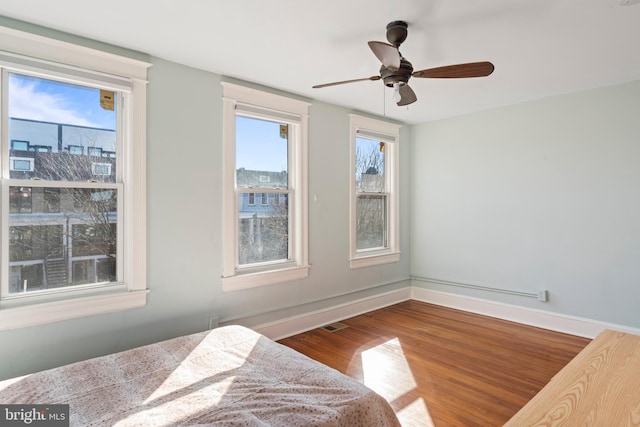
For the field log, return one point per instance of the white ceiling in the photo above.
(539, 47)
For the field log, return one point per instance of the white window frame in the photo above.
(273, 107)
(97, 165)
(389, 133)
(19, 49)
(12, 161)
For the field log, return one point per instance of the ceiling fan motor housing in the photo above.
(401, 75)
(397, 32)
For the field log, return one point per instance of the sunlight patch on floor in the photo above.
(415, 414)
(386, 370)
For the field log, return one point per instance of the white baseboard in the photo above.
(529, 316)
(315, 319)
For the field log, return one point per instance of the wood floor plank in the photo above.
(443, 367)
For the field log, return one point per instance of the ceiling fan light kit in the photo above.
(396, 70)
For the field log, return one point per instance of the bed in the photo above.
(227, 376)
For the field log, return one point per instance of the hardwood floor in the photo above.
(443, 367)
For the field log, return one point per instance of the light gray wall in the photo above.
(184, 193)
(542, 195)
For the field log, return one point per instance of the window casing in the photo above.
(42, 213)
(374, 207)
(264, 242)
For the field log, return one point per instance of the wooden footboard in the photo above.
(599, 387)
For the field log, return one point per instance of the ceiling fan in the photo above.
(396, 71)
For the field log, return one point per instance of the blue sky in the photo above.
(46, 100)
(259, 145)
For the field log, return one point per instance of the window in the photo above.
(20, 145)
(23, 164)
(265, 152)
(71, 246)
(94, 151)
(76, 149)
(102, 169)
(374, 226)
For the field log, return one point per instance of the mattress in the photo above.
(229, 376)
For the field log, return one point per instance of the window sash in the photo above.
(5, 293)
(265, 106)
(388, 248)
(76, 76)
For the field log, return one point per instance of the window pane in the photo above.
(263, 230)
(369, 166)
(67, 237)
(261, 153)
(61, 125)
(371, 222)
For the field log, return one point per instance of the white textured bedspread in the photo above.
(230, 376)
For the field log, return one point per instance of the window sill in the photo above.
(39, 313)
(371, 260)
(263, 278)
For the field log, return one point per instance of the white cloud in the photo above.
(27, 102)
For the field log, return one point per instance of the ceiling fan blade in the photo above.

Exercise: Everything from the line that contains "sash in the photo above." through the end of the records must be duplicated exactly, and nothing outside that range.

Solution:
For the field log, return one point per instance of the window sash in the photo above.
(5, 293)
(265, 106)
(388, 248)
(76, 76)
For the field log, return one point per instance of the window pane in the photo above.
(263, 230)
(369, 166)
(67, 237)
(261, 153)
(61, 125)
(371, 222)
For the field log, return one point per instance of the white textured bedspread in the photo above.
(230, 376)
For the field log, return one point per instance of the window sill in the photo above.
(39, 313)
(371, 260)
(263, 278)
For the field log, return one point per instance of the white cloud in the photo above.
(27, 102)
For the field log, return one point per instance of the ceiling fan blade in the photo above.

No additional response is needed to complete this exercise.